Provided data: Begin

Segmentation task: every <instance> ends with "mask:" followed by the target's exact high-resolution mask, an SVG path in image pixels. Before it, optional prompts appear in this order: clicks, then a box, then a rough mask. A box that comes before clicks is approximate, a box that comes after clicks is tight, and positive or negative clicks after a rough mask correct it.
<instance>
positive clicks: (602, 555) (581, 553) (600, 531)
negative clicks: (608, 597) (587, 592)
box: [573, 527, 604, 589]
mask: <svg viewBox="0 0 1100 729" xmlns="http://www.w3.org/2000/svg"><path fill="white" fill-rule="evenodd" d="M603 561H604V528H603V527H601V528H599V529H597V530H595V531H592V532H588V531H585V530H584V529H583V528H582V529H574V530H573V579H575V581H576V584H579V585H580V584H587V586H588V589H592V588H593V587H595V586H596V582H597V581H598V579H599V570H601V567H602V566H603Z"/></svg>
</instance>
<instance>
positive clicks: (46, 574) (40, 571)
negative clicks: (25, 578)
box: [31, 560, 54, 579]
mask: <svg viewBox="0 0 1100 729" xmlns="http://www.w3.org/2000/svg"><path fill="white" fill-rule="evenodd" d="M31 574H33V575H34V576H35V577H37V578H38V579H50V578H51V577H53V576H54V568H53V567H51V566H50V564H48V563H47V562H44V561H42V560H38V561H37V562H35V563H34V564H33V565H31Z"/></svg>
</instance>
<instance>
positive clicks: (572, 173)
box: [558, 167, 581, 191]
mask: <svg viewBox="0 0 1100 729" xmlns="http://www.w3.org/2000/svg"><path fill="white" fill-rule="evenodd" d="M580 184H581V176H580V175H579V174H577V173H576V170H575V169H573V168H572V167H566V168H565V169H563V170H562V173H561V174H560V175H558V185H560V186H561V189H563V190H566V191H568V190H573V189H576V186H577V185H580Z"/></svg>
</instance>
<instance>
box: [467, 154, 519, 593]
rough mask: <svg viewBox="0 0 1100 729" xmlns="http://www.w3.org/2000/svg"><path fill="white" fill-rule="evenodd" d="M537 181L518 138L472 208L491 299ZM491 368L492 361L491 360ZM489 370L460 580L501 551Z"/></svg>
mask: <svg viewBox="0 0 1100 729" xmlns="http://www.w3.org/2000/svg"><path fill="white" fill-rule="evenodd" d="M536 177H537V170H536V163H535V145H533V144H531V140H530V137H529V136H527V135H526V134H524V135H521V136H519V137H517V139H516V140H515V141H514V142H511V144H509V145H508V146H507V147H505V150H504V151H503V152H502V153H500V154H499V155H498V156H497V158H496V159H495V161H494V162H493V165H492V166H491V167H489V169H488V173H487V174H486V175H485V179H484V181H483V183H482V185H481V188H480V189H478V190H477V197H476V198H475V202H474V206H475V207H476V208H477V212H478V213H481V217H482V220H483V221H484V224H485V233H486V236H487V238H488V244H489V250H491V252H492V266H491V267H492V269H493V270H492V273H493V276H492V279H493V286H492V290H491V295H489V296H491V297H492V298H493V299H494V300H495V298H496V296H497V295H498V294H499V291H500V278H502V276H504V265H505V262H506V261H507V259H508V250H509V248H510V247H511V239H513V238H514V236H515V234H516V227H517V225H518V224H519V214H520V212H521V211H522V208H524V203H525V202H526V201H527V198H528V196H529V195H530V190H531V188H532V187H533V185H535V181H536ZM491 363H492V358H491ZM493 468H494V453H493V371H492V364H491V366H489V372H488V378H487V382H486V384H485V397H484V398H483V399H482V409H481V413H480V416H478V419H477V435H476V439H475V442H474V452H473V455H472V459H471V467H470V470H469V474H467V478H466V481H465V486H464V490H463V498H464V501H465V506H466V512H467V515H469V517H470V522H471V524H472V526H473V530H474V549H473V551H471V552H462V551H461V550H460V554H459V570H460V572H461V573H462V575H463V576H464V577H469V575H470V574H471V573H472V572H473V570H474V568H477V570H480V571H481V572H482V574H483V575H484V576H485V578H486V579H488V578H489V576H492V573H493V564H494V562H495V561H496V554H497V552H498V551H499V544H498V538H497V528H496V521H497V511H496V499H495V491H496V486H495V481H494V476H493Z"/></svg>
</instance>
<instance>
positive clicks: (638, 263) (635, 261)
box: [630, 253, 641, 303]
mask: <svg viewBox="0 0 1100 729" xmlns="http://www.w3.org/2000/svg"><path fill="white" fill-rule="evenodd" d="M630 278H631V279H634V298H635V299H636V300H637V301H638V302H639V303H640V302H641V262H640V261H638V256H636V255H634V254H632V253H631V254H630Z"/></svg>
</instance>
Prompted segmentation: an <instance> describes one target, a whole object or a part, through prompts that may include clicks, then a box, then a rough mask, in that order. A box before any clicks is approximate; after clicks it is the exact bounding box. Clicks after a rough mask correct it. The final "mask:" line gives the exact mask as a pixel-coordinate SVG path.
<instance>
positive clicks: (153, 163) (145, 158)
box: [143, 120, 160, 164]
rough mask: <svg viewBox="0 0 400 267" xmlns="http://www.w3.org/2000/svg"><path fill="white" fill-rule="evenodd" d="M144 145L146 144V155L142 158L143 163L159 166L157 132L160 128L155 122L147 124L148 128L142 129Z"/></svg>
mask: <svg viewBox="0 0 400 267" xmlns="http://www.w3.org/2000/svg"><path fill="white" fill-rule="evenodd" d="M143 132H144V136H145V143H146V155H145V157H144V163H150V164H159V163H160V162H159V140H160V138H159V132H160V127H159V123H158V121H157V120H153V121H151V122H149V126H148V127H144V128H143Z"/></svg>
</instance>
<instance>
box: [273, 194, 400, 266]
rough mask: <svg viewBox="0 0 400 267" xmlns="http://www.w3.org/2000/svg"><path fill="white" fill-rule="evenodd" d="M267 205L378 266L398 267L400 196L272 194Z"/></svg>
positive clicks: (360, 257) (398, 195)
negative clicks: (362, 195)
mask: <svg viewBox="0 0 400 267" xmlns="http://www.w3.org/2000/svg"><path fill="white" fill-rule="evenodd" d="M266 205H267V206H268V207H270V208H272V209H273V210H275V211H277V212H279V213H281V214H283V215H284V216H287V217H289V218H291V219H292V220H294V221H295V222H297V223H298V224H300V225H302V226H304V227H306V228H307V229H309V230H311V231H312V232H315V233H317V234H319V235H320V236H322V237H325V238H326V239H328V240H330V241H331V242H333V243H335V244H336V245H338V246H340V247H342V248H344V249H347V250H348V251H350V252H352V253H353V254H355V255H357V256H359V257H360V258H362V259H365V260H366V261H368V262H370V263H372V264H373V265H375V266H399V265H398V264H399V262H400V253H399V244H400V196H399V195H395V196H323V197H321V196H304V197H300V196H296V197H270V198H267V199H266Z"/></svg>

Provided data: End

> **Goal of the exercise**
Above are the records. Copy every line in them holding "exact".

> **Answer to this problem**
Segmentation task: every <instance> ends with "mask:" followed by the target's exact high-resolution mask, an SVG path in image pixels. Before it, optional prompts appear in this order: clicks, then a box, then a rough mask. A box that comes before clicks is approximate, a box that comes after clicks is tight, and positive or negative clicks after a rough mask correct it.
Prompted segmentation: an <instance> describes one target, a whole object or a part, through prompts that may include clicks, then a box, then a rough mask, in that order. A box before any clicks is approximate; after clicks it is the exact bounding box. Clicks after a rough mask correct it. The final "mask:" line gives the exact mask as a pixel-coordinate SVG path.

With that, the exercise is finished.